"""
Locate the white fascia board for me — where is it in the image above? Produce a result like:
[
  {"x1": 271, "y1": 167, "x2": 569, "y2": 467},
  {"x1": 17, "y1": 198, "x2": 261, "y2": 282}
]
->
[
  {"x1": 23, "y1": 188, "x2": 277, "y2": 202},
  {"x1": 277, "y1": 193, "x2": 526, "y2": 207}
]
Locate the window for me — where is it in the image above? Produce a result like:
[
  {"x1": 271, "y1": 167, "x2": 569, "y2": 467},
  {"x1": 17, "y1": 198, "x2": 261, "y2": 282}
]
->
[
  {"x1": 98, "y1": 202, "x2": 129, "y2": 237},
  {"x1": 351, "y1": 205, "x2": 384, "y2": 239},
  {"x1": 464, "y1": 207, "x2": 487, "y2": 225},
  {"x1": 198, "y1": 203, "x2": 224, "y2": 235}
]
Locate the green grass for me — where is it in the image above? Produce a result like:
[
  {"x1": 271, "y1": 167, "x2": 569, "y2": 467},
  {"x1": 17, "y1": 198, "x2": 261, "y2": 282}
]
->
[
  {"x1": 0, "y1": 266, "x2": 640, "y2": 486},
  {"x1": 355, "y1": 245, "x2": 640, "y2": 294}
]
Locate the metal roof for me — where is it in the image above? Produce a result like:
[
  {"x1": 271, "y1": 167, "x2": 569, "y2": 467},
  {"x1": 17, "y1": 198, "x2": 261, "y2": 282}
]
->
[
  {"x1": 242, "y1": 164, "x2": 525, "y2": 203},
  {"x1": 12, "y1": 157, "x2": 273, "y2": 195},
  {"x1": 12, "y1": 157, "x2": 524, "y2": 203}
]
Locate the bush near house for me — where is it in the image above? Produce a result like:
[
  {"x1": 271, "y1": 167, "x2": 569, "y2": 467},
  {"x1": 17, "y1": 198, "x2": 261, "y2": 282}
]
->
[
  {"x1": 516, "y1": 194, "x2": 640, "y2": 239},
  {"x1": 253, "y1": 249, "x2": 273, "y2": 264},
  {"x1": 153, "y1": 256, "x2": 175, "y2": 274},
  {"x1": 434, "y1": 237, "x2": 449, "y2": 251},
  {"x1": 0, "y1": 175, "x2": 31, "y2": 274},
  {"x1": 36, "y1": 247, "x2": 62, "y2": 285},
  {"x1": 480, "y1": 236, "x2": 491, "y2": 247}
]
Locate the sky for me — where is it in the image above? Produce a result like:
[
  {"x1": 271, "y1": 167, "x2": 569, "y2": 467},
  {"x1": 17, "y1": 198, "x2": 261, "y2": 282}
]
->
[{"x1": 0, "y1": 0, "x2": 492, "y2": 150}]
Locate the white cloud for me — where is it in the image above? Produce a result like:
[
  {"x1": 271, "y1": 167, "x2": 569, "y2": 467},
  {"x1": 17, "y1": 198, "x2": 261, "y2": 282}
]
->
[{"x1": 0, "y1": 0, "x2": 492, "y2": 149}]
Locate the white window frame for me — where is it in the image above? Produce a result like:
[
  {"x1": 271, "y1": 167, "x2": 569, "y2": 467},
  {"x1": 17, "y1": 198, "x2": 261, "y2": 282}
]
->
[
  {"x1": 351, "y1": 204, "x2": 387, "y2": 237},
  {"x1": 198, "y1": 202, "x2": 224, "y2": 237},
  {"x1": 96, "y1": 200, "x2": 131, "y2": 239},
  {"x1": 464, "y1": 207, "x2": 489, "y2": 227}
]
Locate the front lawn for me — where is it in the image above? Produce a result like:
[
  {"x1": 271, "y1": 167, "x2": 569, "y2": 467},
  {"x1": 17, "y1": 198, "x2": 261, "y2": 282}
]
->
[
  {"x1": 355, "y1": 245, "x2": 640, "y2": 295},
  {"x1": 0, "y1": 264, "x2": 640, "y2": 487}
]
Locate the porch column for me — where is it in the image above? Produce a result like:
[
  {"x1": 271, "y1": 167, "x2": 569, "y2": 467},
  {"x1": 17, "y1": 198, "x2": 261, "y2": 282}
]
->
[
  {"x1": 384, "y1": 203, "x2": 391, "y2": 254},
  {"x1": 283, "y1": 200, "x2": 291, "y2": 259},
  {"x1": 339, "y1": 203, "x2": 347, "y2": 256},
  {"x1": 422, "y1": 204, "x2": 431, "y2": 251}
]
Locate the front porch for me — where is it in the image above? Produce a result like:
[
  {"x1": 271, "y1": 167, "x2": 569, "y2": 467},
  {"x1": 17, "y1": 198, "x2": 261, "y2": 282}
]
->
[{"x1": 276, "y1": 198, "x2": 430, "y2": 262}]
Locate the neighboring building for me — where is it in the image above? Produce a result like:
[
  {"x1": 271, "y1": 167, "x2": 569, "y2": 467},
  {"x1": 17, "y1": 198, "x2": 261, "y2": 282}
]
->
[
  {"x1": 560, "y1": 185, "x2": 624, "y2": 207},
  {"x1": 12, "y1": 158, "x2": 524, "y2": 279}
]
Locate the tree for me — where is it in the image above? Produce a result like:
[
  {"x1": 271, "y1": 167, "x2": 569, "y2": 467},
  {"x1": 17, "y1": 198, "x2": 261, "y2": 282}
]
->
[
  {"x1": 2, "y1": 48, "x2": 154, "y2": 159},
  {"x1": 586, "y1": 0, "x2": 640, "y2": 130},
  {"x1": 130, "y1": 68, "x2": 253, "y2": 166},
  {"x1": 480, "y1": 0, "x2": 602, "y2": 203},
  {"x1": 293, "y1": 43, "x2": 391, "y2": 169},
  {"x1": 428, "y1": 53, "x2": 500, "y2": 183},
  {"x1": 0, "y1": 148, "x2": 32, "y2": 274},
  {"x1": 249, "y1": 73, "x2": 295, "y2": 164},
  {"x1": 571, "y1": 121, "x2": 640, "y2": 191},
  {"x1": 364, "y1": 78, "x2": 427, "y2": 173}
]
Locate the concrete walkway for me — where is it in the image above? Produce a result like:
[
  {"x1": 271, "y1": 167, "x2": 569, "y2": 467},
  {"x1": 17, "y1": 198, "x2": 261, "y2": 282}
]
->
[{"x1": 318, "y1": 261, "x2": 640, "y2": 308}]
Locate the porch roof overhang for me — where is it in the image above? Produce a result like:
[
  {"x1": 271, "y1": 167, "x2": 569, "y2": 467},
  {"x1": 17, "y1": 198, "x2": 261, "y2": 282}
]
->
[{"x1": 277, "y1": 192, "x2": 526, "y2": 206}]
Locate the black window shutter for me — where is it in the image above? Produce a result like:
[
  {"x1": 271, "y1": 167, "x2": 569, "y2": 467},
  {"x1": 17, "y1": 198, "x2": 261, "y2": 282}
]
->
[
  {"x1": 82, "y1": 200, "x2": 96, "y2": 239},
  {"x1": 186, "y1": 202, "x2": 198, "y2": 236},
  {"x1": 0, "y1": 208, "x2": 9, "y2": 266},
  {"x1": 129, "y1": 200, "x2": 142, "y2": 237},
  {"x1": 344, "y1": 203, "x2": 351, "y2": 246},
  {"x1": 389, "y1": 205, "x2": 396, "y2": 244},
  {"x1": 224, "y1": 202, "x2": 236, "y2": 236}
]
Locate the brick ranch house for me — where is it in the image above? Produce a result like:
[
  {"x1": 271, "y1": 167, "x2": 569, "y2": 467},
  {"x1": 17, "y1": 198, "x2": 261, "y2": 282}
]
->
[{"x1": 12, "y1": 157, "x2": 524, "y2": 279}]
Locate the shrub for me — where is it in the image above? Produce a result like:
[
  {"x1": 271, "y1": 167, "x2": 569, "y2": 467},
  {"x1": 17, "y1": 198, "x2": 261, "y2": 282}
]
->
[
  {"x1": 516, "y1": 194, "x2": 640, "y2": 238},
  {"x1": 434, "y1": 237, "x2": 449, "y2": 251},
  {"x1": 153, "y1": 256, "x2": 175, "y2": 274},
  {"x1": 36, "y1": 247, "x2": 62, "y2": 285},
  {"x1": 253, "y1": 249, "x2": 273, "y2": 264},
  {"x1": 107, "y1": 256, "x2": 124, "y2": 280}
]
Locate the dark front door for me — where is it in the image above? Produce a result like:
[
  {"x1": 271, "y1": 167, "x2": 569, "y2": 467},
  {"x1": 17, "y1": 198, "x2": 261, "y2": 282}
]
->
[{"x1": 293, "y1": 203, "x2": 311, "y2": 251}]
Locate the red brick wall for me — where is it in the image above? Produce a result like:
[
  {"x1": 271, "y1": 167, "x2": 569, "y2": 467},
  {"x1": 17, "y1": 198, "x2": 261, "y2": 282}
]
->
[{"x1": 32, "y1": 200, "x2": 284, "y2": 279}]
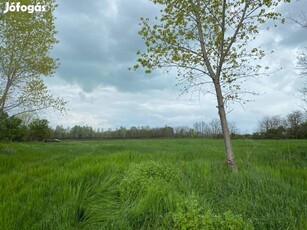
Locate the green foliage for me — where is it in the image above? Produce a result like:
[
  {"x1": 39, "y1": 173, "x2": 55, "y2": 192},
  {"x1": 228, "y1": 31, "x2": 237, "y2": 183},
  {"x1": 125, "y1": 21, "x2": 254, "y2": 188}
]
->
[
  {"x1": 132, "y1": 0, "x2": 290, "y2": 100},
  {"x1": 0, "y1": 111, "x2": 27, "y2": 141},
  {"x1": 121, "y1": 161, "x2": 178, "y2": 199},
  {"x1": 120, "y1": 161, "x2": 182, "y2": 229},
  {"x1": 173, "y1": 197, "x2": 254, "y2": 230},
  {"x1": 0, "y1": 139, "x2": 307, "y2": 230},
  {"x1": 0, "y1": 0, "x2": 66, "y2": 115},
  {"x1": 29, "y1": 119, "x2": 51, "y2": 140}
]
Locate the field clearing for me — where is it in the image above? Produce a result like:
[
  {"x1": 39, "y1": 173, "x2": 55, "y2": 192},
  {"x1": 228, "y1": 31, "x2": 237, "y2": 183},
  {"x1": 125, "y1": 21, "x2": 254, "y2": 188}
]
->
[{"x1": 0, "y1": 139, "x2": 307, "y2": 230}]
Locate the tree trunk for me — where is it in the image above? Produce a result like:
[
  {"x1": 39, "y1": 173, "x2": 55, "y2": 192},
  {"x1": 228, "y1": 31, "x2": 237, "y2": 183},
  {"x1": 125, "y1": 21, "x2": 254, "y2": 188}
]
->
[{"x1": 214, "y1": 81, "x2": 237, "y2": 170}]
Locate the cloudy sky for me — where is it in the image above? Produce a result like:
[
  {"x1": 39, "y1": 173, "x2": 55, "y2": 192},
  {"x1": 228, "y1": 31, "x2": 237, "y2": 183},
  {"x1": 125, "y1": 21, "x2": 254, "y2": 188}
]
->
[{"x1": 44, "y1": 0, "x2": 307, "y2": 132}]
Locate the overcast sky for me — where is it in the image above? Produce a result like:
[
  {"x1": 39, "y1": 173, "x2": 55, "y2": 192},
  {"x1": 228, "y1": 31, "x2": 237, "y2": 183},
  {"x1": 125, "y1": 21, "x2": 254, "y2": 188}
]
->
[{"x1": 44, "y1": 0, "x2": 307, "y2": 132}]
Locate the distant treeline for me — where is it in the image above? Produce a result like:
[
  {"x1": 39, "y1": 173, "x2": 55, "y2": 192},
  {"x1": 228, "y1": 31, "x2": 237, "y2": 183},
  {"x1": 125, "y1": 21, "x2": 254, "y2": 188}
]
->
[{"x1": 0, "y1": 111, "x2": 307, "y2": 141}]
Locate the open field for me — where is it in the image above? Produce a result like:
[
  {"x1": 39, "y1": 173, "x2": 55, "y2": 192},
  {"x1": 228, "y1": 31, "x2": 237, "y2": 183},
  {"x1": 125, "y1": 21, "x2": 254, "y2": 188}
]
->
[{"x1": 0, "y1": 139, "x2": 307, "y2": 230}]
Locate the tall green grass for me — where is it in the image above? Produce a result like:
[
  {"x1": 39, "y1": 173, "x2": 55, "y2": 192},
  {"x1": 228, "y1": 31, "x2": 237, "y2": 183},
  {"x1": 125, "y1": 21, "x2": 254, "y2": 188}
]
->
[{"x1": 0, "y1": 139, "x2": 307, "y2": 230}]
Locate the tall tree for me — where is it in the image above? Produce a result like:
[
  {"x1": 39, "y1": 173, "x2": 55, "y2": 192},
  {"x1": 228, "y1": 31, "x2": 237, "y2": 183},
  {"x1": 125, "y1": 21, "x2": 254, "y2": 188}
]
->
[
  {"x1": 291, "y1": 12, "x2": 307, "y2": 113},
  {"x1": 134, "y1": 0, "x2": 290, "y2": 169},
  {"x1": 0, "y1": 0, "x2": 66, "y2": 119}
]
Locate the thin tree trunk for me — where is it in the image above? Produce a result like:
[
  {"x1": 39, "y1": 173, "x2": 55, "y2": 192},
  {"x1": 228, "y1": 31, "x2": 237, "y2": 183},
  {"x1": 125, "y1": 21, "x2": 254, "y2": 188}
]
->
[{"x1": 214, "y1": 81, "x2": 237, "y2": 170}]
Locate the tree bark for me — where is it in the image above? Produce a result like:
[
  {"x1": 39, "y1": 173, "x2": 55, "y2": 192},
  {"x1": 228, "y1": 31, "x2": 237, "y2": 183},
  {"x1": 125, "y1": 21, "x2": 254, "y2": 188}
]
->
[{"x1": 214, "y1": 80, "x2": 237, "y2": 170}]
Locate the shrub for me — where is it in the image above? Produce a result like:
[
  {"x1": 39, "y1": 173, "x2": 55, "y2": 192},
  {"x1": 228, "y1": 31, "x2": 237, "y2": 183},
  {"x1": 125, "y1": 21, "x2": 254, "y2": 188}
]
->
[{"x1": 172, "y1": 198, "x2": 254, "y2": 230}]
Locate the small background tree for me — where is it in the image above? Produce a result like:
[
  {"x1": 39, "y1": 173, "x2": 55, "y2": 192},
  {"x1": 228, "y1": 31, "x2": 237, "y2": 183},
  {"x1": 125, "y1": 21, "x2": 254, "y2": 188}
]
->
[{"x1": 0, "y1": 0, "x2": 66, "y2": 119}]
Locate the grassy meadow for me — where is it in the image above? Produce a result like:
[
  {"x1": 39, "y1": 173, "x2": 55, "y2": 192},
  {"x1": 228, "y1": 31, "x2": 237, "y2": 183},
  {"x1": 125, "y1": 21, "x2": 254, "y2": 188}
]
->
[{"x1": 0, "y1": 139, "x2": 307, "y2": 230}]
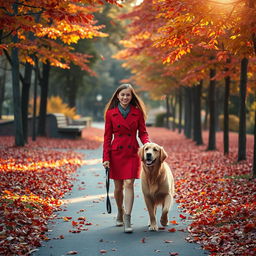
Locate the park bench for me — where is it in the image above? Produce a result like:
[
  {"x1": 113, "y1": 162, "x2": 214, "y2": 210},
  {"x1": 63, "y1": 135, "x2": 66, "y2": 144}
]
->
[
  {"x1": 53, "y1": 113, "x2": 91, "y2": 138},
  {"x1": 0, "y1": 113, "x2": 92, "y2": 139}
]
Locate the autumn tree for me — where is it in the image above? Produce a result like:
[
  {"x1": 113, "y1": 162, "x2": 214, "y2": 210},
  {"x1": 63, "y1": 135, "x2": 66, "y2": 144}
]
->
[{"x1": 0, "y1": 0, "x2": 120, "y2": 146}]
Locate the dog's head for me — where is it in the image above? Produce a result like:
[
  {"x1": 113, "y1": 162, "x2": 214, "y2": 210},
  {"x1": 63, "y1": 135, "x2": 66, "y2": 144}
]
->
[{"x1": 138, "y1": 142, "x2": 167, "y2": 166}]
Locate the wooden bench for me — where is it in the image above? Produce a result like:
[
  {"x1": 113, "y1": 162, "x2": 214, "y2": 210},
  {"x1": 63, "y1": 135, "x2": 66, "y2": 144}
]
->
[{"x1": 53, "y1": 113, "x2": 86, "y2": 138}]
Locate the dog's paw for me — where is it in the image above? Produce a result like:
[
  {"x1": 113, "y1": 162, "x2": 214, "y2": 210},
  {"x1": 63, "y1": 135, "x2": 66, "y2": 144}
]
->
[
  {"x1": 148, "y1": 224, "x2": 158, "y2": 231},
  {"x1": 160, "y1": 213, "x2": 168, "y2": 226}
]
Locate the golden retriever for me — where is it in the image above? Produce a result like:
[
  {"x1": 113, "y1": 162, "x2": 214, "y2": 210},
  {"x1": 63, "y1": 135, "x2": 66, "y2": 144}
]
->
[{"x1": 138, "y1": 143, "x2": 174, "y2": 231}]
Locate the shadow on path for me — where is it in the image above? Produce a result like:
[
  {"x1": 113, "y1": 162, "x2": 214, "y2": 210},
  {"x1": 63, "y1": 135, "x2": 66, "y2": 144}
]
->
[{"x1": 33, "y1": 148, "x2": 207, "y2": 256}]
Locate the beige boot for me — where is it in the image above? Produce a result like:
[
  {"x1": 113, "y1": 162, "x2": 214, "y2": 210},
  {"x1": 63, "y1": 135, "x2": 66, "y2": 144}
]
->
[
  {"x1": 124, "y1": 214, "x2": 133, "y2": 233},
  {"x1": 116, "y1": 209, "x2": 124, "y2": 227}
]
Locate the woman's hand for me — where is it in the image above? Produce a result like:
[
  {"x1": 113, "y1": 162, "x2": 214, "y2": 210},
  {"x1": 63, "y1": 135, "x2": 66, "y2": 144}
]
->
[{"x1": 103, "y1": 161, "x2": 109, "y2": 169}]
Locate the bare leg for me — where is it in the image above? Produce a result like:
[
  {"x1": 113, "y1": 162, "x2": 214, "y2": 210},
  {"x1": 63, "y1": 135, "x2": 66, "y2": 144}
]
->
[
  {"x1": 124, "y1": 179, "x2": 134, "y2": 215},
  {"x1": 114, "y1": 180, "x2": 124, "y2": 212}
]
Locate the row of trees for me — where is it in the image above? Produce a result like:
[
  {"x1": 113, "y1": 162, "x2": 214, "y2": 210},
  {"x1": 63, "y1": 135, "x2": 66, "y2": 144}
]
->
[
  {"x1": 116, "y1": 0, "x2": 256, "y2": 176},
  {"x1": 0, "y1": 0, "x2": 119, "y2": 146}
]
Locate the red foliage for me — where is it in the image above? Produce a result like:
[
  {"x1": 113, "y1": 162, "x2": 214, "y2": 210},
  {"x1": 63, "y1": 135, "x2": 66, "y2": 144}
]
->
[
  {"x1": 148, "y1": 128, "x2": 256, "y2": 256},
  {"x1": 0, "y1": 129, "x2": 102, "y2": 256}
]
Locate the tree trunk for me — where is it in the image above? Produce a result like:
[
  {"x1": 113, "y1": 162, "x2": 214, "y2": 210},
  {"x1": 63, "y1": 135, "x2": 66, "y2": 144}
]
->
[
  {"x1": 0, "y1": 57, "x2": 7, "y2": 119},
  {"x1": 252, "y1": 105, "x2": 256, "y2": 178},
  {"x1": 11, "y1": 3, "x2": 25, "y2": 146},
  {"x1": 184, "y1": 87, "x2": 192, "y2": 139},
  {"x1": 238, "y1": 58, "x2": 248, "y2": 161},
  {"x1": 179, "y1": 87, "x2": 183, "y2": 133},
  {"x1": 165, "y1": 95, "x2": 170, "y2": 129},
  {"x1": 38, "y1": 61, "x2": 51, "y2": 136},
  {"x1": 193, "y1": 80, "x2": 203, "y2": 145},
  {"x1": 21, "y1": 62, "x2": 33, "y2": 143},
  {"x1": 32, "y1": 57, "x2": 39, "y2": 141},
  {"x1": 207, "y1": 69, "x2": 216, "y2": 150},
  {"x1": 249, "y1": 0, "x2": 256, "y2": 178},
  {"x1": 172, "y1": 91, "x2": 177, "y2": 131},
  {"x1": 223, "y1": 59, "x2": 230, "y2": 154}
]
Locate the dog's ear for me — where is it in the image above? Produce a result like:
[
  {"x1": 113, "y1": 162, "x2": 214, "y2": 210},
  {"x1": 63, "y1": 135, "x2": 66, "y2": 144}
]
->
[
  {"x1": 160, "y1": 147, "x2": 168, "y2": 163},
  {"x1": 138, "y1": 146, "x2": 144, "y2": 161}
]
"""
__Exercise__. Return every line of the listing above that contains the string "field", treating case as significant.

__Response to this exercise__.
Locate the field clearing for me — where is it in the image above? Produce a result like:
Locate the open field for me — where is it in the image above? Produce a result like:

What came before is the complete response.